▶ _Dataset_:

================

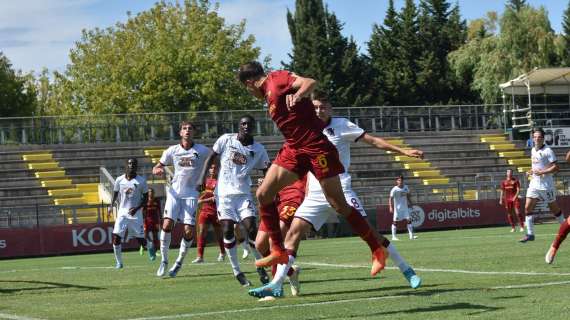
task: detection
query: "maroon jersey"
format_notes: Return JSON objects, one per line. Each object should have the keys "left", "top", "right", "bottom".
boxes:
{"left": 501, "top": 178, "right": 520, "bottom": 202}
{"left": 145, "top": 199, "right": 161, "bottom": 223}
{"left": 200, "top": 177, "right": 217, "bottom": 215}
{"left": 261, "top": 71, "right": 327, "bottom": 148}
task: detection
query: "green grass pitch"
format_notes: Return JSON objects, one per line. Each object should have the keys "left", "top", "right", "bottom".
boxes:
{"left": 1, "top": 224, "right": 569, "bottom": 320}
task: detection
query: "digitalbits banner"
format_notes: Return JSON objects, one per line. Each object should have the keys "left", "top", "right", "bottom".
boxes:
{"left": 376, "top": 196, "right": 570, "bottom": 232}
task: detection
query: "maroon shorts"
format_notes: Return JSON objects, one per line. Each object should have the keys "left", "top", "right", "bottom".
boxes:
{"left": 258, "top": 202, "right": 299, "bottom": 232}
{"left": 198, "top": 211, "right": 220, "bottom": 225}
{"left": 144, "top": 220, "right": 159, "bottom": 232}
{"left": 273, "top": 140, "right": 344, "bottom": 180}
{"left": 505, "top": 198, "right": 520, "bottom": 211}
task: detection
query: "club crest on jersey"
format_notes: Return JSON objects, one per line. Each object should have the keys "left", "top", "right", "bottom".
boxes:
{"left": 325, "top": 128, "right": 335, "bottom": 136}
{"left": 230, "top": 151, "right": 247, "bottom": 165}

================

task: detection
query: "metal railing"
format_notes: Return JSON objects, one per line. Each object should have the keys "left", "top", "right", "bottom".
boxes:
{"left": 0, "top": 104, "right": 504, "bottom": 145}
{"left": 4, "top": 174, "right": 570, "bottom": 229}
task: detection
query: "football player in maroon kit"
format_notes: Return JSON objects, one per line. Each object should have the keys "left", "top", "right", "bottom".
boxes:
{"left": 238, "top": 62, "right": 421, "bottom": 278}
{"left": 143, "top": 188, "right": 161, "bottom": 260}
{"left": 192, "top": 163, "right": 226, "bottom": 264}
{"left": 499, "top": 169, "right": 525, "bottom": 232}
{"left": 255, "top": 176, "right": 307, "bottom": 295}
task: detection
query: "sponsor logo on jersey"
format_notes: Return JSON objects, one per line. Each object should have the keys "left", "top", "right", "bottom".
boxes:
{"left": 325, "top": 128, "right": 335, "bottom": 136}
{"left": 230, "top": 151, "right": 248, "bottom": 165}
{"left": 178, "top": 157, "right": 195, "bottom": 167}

================

Find and copy each line above that includes the string "query".

▶ _Answer section_:
query: "maroon jersey"
query: "green grass pitch"
query: "digitalbits banner"
query: "maroon shorts"
query: "club crest on jersey"
query: "metal railing"
query: "football player in maroon kit"
query: "sponsor logo on jersey"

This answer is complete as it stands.